EXTRACTED TEXT:
※ ※ ※

Almost everybody is going to get heart disease at some point in their lives.
That may sound hyperbolic, but it’s actually just being literal. Even if you don’t die from heart disease, chances are you will die with heart disease.
That’s why understanding how to evaluate, risk stratify, and treat is so important for all of us.
Last week, I wrote about a CT scan technology that holds the promise of potentially making stress testing obsolete.
Today’s newsletter is going to be a little bit cynical and even maybe a little bit exaggerated (I’m not even sure I 100% believe everything here), but I think it’s worthwhile to consider as a thought experiment.
I’ve certainly ordered a lot of stress tests for my patients that I don’t actually think have led to any improvement in either the quality or length of their lives. I strongly suspect that I’m not alone here - many doctors are guilty of this useless testing
A critical appraisal of how are using these tests, and more importantly, why we are using them is important as we evaluate our practice patterns and the way that we take care of patients.
If you’re a non-physician who is reading this, perhaps this will empower you to ask your doctor the question of why before you’re set for a stress test that may or may not change how you’re actually taken care of.

※ ※ ※

INFORMATION:
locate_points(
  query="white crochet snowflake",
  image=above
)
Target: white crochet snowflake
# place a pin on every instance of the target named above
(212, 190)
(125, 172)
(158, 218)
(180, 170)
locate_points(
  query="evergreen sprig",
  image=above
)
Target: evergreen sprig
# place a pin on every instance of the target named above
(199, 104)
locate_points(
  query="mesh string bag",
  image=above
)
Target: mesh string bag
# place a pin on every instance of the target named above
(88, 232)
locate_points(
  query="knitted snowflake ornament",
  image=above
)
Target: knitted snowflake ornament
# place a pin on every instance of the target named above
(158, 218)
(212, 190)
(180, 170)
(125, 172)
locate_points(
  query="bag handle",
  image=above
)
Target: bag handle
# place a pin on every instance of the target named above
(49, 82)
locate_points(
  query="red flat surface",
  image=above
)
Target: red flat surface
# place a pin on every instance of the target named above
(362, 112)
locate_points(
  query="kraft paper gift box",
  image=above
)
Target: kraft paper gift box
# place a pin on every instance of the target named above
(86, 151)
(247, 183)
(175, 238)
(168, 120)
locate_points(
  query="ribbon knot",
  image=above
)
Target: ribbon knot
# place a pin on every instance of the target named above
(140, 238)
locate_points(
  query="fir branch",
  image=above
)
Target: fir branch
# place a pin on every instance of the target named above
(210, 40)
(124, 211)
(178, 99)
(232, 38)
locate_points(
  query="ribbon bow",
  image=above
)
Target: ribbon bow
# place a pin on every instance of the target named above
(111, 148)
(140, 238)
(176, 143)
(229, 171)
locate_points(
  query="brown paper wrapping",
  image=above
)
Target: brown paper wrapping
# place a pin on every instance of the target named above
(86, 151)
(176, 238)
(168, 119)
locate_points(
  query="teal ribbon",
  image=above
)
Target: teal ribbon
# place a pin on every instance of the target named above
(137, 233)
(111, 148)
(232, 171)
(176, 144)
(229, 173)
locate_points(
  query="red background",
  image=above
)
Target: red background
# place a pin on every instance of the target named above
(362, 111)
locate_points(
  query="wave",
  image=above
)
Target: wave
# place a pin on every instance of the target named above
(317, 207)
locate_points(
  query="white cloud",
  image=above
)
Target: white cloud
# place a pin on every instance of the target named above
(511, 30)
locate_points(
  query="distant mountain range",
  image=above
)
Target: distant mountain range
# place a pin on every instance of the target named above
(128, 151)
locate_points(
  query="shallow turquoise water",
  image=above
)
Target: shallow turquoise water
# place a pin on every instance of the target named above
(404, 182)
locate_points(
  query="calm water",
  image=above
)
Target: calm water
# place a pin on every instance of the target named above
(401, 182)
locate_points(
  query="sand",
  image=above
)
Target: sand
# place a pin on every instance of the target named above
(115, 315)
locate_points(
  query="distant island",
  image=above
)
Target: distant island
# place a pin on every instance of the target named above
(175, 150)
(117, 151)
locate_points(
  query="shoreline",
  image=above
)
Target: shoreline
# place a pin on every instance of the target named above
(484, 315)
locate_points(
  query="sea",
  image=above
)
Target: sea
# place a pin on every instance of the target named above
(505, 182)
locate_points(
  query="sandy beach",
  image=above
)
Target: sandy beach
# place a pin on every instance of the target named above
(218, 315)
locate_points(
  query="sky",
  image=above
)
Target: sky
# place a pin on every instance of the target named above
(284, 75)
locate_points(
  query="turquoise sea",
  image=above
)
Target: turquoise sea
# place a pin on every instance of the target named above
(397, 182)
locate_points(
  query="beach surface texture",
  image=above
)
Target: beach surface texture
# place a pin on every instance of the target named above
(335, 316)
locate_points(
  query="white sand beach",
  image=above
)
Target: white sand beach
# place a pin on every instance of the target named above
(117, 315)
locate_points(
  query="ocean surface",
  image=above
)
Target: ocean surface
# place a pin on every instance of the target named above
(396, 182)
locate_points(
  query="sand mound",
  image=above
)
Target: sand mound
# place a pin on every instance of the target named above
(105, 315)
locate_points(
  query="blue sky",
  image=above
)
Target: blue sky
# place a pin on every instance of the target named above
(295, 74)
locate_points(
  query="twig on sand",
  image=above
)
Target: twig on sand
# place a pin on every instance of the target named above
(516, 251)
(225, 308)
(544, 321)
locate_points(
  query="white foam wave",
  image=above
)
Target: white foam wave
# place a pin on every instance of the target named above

※ ※ ※

QUESTIONS:
a - Summarize the newsletter on stress testing in two sentences.
b - Condense the paragraph of the newsletter on stress testing that begins "I've certainly ordered a lot of stress tests" into a single shorter sentence that keeps its main facts.
c - Reproduce the passage of the newsletter on stress testing from "That may sound" to "for all of us." word for word.
The rows are not needed for the work that follows.

REPLIES:
a - Because almost everybody will get heart disease at some point, the author holds that understanding how to evaluate, risk stratify, and treat it is important for everyone. Offering a somewhat cynical thought experiment, the author admits to ordering many stress tests that likely did not improve patients' lives, urges a critical appraisal of how and why these tests are used, and encourages non-physicians to ask their doctor why before a stress test.

b - The author has ordered many stress tests that likely did not improve the quality or length of patients' lives and strongly suspects that many other doctors are also guilty of such useless testing.

c -
That may sound hyperbolic, but it’s actually just being literal. Even if you don’t die from heart disease, chances are you will die with heart disease.
That’s why understanding how to evaluate, risk stratify, and treat is so important for all of us.